▶ _EXERCISE OBJECTIVE_
Please transcribe the listing below in full and word for word, without its pictures.

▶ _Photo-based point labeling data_
=======
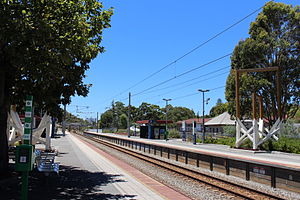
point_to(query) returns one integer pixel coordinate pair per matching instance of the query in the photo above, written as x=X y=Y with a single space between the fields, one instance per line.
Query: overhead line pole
x=203 y=123
x=128 y=118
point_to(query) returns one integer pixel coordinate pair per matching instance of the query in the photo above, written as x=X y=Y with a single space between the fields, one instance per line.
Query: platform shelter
x=153 y=129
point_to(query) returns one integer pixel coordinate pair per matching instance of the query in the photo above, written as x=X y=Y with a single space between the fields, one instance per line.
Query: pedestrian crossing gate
x=257 y=133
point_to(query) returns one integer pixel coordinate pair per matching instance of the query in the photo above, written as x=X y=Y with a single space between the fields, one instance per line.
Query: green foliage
x=173 y=133
x=179 y=113
x=46 y=47
x=123 y=121
x=289 y=130
x=274 y=41
x=230 y=141
x=218 y=109
x=115 y=116
x=229 y=131
x=149 y=111
x=297 y=116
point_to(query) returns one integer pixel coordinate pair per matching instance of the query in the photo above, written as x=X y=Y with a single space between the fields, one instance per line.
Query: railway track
x=232 y=189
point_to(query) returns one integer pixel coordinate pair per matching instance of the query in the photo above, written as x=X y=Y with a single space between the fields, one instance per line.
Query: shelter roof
x=154 y=121
x=197 y=120
x=223 y=119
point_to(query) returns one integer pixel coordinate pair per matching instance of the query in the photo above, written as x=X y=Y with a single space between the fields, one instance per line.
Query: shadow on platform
x=71 y=183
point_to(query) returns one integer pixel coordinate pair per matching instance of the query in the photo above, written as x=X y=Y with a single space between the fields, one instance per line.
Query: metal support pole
x=24 y=189
x=97 y=122
x=194 y=134
x=166 y=132
x=64 y=120
x=203 y=123
x=128 y=118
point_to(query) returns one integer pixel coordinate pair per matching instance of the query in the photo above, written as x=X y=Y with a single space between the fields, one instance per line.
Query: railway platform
x=277 y=159
x=275 y=169
x=112 y=178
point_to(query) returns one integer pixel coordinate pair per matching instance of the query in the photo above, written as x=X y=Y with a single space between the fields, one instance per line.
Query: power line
x=191 y=51
x=175 y=90
x=182 y=74
x=181 y=83
x=192 y=94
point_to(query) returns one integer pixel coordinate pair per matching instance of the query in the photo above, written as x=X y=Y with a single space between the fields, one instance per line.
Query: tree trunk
x=4 y=105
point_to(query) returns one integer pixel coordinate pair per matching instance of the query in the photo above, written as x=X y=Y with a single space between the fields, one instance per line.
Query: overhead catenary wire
x=189 y=52
x=192 y=94
x=181 y=83
x=177 y=89
x=182 y=74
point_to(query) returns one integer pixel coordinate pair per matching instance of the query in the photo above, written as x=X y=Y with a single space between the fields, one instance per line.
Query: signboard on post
x=28 y=120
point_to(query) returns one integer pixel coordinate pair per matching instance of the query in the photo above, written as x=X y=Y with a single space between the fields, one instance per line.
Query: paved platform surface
x=116 y=179
x=286 y=160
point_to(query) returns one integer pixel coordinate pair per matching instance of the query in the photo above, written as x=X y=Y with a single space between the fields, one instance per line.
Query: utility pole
x=128 y=118
x=166 y=132
x=97 y=122
x=64 y=120
x=203 y=126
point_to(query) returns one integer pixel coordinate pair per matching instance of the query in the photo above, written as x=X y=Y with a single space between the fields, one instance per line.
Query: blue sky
x=147 y=35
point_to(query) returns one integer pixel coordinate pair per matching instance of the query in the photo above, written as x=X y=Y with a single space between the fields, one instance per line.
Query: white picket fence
x=15 y=130
x=257 y=133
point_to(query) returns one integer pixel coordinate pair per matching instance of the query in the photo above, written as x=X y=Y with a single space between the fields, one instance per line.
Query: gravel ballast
x=192 y=189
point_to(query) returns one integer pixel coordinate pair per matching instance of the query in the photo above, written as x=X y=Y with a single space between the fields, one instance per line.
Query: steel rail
x=220 y=184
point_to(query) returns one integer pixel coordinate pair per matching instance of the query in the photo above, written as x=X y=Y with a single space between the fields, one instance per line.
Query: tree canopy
x=273 y=41
x=116 y=115
x=45 y=49
x=218 y=109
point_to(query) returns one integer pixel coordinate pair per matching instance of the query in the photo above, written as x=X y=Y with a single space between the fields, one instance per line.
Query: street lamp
x=203 y=132
x=167 y=100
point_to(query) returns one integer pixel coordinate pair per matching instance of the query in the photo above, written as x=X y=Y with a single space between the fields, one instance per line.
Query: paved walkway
x=286 y=160
x=116 y=179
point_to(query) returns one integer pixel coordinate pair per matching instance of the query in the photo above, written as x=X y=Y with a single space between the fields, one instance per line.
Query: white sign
=======
▶ _RIGHT ANSWER_
point_to(query) returns one integer pixel coordinate pair per matching instance of the query in the photo above, written as x=X y=Y with a single space between the fields, one instance per line.
Query: overhead line pole
x=203 y=123
x=128 y=118
point_to(query) returns one integer pixel coordinate pair per matching instance of the query in the photo above, written as x=X y=Y with a single space between the fields, one instance per line.
Query: platform shelter
x=153 y=129
point_to(query) returns one integer pixel coordinate pair per matching instance of the query in the photo above, written as x=X y=Y with a single space between the fields, one instance per line.
Query: pedestrian crossing gate
x=257 y=133
point_to(query) returns one integer pixel coordinate pair per matching instance of the query in the photo above, written as x=X y=Y with a single space between the fields, one instance per line.
Query: green foliage
x=173 y=133
x=179 y=113
x=46 y=47
x=123 y=121
x=289 y=130
x=274 y=41
x=230 y=141
x=218 y=109
x=115 y=116
x=229 y=131
x=149 y=111
x=297 y=116
point_to(query) returns one integer pixel coordinate pair per matching instance of the query in the photo above, written as x=X y=Y with a single space between the fields, one instance per line.
Query: railway track
x=232 y=189
point_to(query) returns one integer pixel coordinate pair per matching instance of the query in the photo above, written as x=X y=Y with a single space between the fields, one instance per line.
Query: shelter roof
x=154 y=121
x=197 y=120
x=223 y=119
point_to(query) returns one integer pixel coordinate pair per matching instance of the query in the photo above, written as x=X y=Y with a single space between the fields, one instance per line.
Query: shadow on platform
x=71 y=183
point_to(query) returns one integer pixel coordinate pair per matching instance of the query in the photo above, written as x=X y=Y with a single space between the fields, one instance per line.
Query: metal support pole
x=24 y=189
x=97 y=122
x=194 y=134
x=166 y=132
x=64 y=120
x=203 y=123
x=128 y=118
point_to(query) returns one integer pixel coordinate pair per matching instance of the query in the photo above, written as x=X y=Y with a single space between the fields, one instance per line.
Query: railway platform
x=277 y=159
x=275 y=169
x=112 y=178
point_to(query) returns one integer pixel coordinate pair per matching instance of the query in the photo above, written as x=X y=Y with a single space between the fields, one instance per line.
Query: power line
x=191 y=51
x=175 y=90
x=182 y=74
x=181 y=83
x=192 y=94
point_to(query) returns one integer pixel coordinate pair per matching instance of the query in the photo above, written as x=X y=Y with a single space between the fields, one instance per line.
Query: tree trunk
x=4 y=105
point_to(query) returns one integer pixel coordinate pair per matching instance of the query in the photo above, written as x=X y=Y with a single space between the fields, one instance per line.
Query: overhead catenary wire
x=189 y=52
x=192 y=94
x=181 y=83
x=177 y=89
x=182 y=74
point_to(query) returns one integer pixel coordinate pair per matching instance of the query in the photo above, written as x=X y=Y with a single space between the fields, one instance per line.
Query: signboard on post
x=28 y=120
point_to(query) returns one integer pixel coordinate pair per matching instance of the query in the photo above, written as x=X y=Y with a single space between the fields, one instance per line.
Query: paved platform surface
x=116 y=179
x=286 y=160
point_to(query) returns one integer pixel coordinate pair per matching instance of the query in the photo above, written as x=X y=Y with a single space between the fields, one instance per line.
Query: utility pole
x=128 y=118
x=166 y=132
x=97 y=122
x=64 y=120
x=203 y=126
point_to(query) returns one integer pixel coordinate pair per matching instance of the query in the photo above, written as x=X y=Y with a single space between the fields, one instance per line.
Query: blue sky
x=147 y=35
point_to(query) returns one integer pixel coordinate pair per matching instance of the query in the photo above, written as x=X y=Y with a single space between the fields, one instance per line.
Query: white picket fence
x=15 y=130
x=257 y=133
point_to(query) returns one integer pixel coordinate pair per matching instance of the query in the photo above, written as x=X y=Y with a single space between the fields, one instance per line.
Query: gravel ballast
x=192 y=189
point_to(query) returns one integer pixel coordinate pair per matching instance of the query in the photo above, written as x=X y=Y with a single space between the fields, one instance per line.
Query: steel rail
x=220 y=184
point_to(query) returns one integer pixel coordinate pair per matching instance of the query in the photo above, written as x=X y=Y with a single space between the fields, one instance per line.
Query: tree canopy
x=273 y=41
x=116 y=115
x=45 y=49
x=218 y=109
point_to(query) returns one integer pixel coordinate pair per matching instance of the query in the photo above, written as x=X y=Y with a single space between the fields, one instance per line.
Query: street lamp
x=203 y=132
x=167 y=100
point_to(query) returns one integer pixel coordinate pair per matching instance of the query in the photo above, written as x=X y=Y with a single space between the fields, one instance per line.
Query: paved walkway
x=286 y=160
x=116 y=179
point_to(query) returns one integer pixel coordinate pair per matching instance of the query in the photo above, written as x=X y=Y with a single space between the fields, one instance per line.
Query: white sign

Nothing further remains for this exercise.